» **Instructions to follow**: Make your reply a word-for-word repeat of the records.

» **Dataset entries**:
┄┄┄┄┄┄┄┄┄┄

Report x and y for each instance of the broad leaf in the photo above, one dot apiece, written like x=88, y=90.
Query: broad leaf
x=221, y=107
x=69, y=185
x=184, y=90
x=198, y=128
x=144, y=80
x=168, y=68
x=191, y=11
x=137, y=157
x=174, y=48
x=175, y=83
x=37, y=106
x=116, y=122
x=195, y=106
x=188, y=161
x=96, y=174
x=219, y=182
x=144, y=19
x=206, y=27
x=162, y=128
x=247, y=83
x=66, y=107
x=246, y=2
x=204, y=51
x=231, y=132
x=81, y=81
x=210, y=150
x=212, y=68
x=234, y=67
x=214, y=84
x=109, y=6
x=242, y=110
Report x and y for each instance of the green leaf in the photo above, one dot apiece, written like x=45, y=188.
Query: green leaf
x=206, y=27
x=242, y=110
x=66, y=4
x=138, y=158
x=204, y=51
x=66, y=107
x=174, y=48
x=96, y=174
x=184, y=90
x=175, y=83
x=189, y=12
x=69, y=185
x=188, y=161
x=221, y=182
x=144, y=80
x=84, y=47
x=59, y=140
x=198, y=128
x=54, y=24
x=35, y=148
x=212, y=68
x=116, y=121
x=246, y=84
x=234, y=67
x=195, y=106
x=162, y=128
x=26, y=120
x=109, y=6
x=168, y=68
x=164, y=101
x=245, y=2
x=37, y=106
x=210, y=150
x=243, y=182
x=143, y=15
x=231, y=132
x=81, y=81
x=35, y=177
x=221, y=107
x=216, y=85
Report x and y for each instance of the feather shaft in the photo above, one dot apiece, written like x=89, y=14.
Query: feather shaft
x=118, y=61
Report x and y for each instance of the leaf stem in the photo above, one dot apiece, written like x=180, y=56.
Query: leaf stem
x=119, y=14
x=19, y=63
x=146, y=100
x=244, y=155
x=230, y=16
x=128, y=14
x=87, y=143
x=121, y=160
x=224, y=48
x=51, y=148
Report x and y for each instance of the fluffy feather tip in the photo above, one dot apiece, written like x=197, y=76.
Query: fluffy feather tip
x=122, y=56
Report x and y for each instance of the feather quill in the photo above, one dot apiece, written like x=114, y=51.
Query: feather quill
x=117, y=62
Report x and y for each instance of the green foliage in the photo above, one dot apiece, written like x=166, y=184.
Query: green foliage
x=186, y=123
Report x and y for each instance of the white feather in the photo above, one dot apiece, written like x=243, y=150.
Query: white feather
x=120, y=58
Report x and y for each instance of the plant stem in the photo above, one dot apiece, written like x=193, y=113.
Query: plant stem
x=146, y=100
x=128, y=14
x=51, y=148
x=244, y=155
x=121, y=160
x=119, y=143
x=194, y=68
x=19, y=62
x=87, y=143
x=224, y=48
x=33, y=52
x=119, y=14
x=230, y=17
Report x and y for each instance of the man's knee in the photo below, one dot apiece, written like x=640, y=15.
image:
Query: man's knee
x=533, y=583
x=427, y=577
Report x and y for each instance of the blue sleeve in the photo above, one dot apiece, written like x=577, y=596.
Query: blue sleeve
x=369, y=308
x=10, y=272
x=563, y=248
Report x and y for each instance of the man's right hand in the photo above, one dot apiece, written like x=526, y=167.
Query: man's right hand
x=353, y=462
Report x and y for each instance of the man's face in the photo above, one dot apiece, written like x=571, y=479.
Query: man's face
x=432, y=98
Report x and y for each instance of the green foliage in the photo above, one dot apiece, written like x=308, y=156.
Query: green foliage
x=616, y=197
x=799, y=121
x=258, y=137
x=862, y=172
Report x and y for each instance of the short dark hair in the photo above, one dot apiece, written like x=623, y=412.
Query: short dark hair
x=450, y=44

┄┄┄┄┄┄┄┄┄┄

» **Task response**:
Report x and y for each instance of the broad leaf in the photo above, one dot apiece, written like x=88, y=90.
Query: broad leaf
x=221, y=107
x=69, y=185
x=184, y=90
x=198, y=128
x=144, y=80
x=168, y=68
x=191, y=11
x=137, y=157
x=174, y=48
x=175, y=83
x=37, y=106
x=116, y=122
x=195, y=106
x=188, y=161
x=96, y=174
x=219, y=182
x=144, y=19
x=206, y=27
x=162, y=128
x=247, y=83
x=66, y=107
x=246, y=2
x=204, y=51
x=231, y=132
x=81, y=81
x=210, y=150
x=212, y=68
x=234, y=67
x=214, y=84
x=109, y=6
x=242, y=110
Report x and y for each instance of the green leaf in the photo above, one dot apiece, written like x=45, y=188.
Query: green leaf
x=206, y=27
x=242, y=110
x=66, y=4
x=138, y=158
x=204, y=51
x=66, y=107
x=174, y=48
x=96, y=174
x=184, y=90
x=175, y=83
x=189, y=12
x=69, y=185
x=188, y=161
x=221, y=182
x=144, y=80
x=84, y=47
x=59, y=140
x=198, y=128
x=54, y=24
x=35, y=148
x=212, y=68
x=116, y=121
x=246, y=84
x=234, y=67
x=195, y=106
x=162, y=128
x=26, y=120
x=109, y=6
x=168, y=68
x=164, y=101
x=245, y=2
x=37, y=106
x=210, y=150
x=243, y=182
x=143, y=15
x=231, y=132
x=81, y=81
x=35, y=177
x=221, y=107
x=216, y=85
Report x and y for each instance of the feather shaft in the photo above, one dot apiece, written like x=89, y=14.
Query: feather shaft
x=118, y=61
Report x and y for each instance of the leaf stem in the photo above, one dot apiece, written like x=180, y=56.
Query: leaf stem
x=119, y=14
x=19, y=63
x=146, y=100
x=244, y=155
x=230, y=16
x=128, y=14
x=87, y=143
x=121, y=160
x=224, y=48
x=51, y=148
Report x and y for each instance of the fluffy feather tip in the photo above, one dot apiece, written like x=197, y=76.
Query: fluffy feather tip
x=122, y=56
Report x and y for each instance of the feather quill in the photo above, one dot apiece, written like x=114, y=51.
Query: feather quill
x=117, y=62
Report x and y for each instance of the green foliage in the photo above, one dot apiece, written like x=166, y=184.
Query: green foliage
x=186, y=123
Report x and y for each instance of the white feather in the photo above, one dot apiece, written like x=243, y=150.
Query: white feather
x=120, y=58
Report x and y for each instance of the plant stem in the photo above, one dot apiece, written like x=193, y=113.
Query: plant stem
x=146, y=100
x=128, y=14
x=51, y=148
x=244, y=155
x=121, y=160
x=119, y=143
x=194, y=68
x=19, y=62
x=87, y=143
x=224, y=48
x=33, y=52
x=119, y=14
x=230, y=17
Report x and y for each instance of the man's knee in the photo below, one dot apiece, written like x=640, y=15.
image:
Query: man's knee
x=533, y=583
x=427, y=577
Report x and y for each instance of the blue sleeve in the photo above, one dot apiece, written like x=577, y=596.
Query: blue sleeve
x=369, y=308
x=10, y=272
x=563, y=248
Report x and y for each instance of the man's right hand in the photo above, one dot apiece, written like x=526, y=167.
Query: man's right hand
x=353, y=462
Report x and y for each instance of the man's face in the photo above, one dot apiece, written like x=571, y=479.
Query: man's face
x=432, y=98
Report x and y for each instance of the green foliage in the photo above, one dot apiece, written like x=308, y=156.
Query: green foliage
x=616, y=197
x=799, y=121
x=258, y=137
x=862, y=172
Report x and y for each instance of the short dark hair in the photo above, one dot apiece, written like x=623, y=412.
Query: short dark hair
x=450, y=44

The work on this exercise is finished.